[Image object location entries]
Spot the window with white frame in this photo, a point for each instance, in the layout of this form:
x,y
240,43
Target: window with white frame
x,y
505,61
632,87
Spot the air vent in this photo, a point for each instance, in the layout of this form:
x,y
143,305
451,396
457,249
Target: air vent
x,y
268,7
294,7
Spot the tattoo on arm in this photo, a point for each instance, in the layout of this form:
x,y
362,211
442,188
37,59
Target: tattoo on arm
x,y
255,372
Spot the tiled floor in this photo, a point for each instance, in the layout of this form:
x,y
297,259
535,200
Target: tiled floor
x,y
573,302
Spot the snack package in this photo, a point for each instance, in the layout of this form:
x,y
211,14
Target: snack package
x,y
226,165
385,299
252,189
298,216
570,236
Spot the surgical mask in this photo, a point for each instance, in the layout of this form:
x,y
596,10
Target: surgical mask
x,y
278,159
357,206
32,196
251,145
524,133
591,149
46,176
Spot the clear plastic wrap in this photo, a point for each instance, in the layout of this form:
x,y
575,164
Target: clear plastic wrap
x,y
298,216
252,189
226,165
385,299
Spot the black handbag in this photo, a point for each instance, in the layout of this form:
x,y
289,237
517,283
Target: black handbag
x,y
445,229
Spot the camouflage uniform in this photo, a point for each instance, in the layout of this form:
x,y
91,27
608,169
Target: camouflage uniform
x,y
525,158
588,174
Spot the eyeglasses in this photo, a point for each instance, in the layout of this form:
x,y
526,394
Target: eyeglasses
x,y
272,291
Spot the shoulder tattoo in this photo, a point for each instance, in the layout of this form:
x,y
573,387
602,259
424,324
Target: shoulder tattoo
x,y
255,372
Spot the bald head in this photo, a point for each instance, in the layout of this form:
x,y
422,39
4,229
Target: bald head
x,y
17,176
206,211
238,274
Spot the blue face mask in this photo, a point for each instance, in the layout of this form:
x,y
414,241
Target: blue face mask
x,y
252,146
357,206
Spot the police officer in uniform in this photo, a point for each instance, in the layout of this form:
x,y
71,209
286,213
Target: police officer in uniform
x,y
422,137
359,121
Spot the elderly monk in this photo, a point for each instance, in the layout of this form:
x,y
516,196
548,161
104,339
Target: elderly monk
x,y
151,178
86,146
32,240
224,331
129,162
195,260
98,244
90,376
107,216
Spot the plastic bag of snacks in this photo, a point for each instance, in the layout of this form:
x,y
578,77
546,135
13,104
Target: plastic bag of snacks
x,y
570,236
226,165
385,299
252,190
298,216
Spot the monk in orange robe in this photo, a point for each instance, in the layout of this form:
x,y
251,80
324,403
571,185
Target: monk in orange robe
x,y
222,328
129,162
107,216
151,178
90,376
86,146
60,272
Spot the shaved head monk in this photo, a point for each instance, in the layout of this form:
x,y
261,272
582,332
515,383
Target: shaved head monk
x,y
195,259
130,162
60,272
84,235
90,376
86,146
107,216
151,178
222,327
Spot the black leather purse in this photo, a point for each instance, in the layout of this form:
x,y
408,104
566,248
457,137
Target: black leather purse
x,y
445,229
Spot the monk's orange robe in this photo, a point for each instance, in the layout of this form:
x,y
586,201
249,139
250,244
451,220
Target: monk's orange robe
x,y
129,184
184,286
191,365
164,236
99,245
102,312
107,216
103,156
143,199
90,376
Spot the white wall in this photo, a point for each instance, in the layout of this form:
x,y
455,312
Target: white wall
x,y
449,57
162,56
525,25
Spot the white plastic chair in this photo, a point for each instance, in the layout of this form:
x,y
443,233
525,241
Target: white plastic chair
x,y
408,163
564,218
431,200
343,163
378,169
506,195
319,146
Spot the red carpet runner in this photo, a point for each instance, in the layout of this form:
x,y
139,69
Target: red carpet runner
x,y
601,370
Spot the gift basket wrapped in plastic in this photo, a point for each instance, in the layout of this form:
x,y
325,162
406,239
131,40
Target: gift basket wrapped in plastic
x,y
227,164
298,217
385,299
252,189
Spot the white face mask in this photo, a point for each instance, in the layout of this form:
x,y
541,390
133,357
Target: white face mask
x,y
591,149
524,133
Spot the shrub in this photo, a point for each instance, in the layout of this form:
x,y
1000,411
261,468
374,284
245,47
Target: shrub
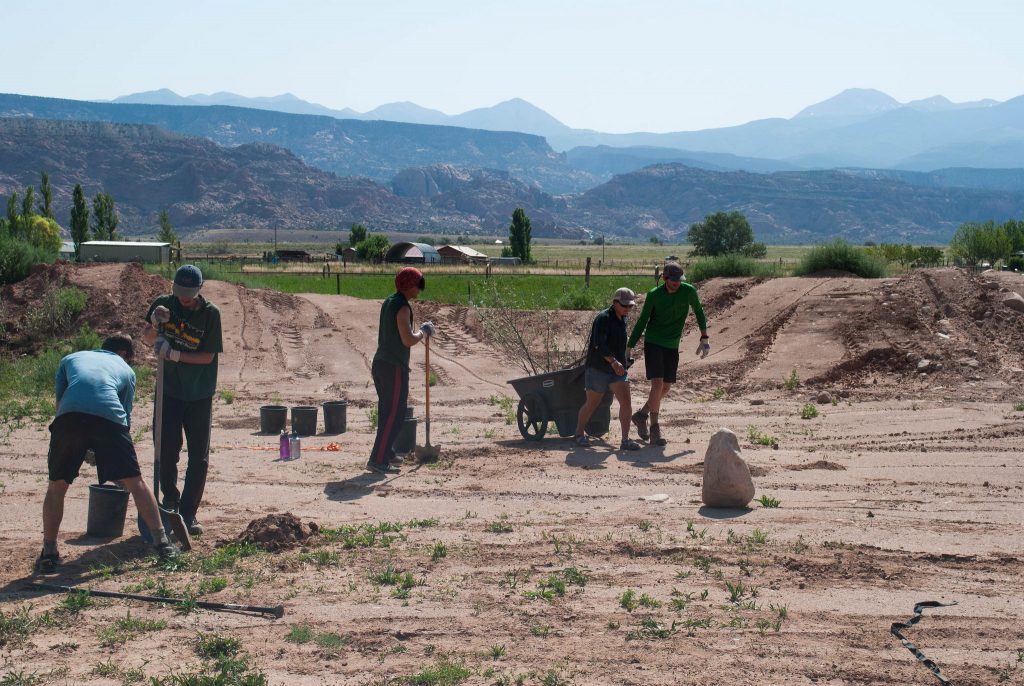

Exercise:
Return the lines without any change, starting at the line that contains "Spot the white plastic" and ending with the final line. Leave the pictures out of your reply.

Task response:
Spot the white plastic chair in this photo, a point for each instance, in the layout of this form:
x,y
443,233
525,241
Target: white plastic chair
x,y
408,163
564,218
431,200
343,163
378,169
506,195
319,146
Spot the red carpet runner in this photo, a point for each instance, in the layout of this form:
x,y
139,69
Target: red carpet runner
x,y
601,370
Spot the gift basket wrapped in plastic in this photo, a point for each instance, in the layout of this form:
x,y
325,162
406,239
131,40
Target: gift basket wrapped in plastic
x,y
227,164
298,217
385,299
252,189
Spot the white face mask in this photo, a point for each instance, in the layout of this form:
x,y
541,390
133,357
Target: white face mask
x,y
591,149
524,133
Spot the shrub in this photo, a point for each instance, in the layout of this form:
x,y
1000,411
261,468
374,284
245,47
Target: shrub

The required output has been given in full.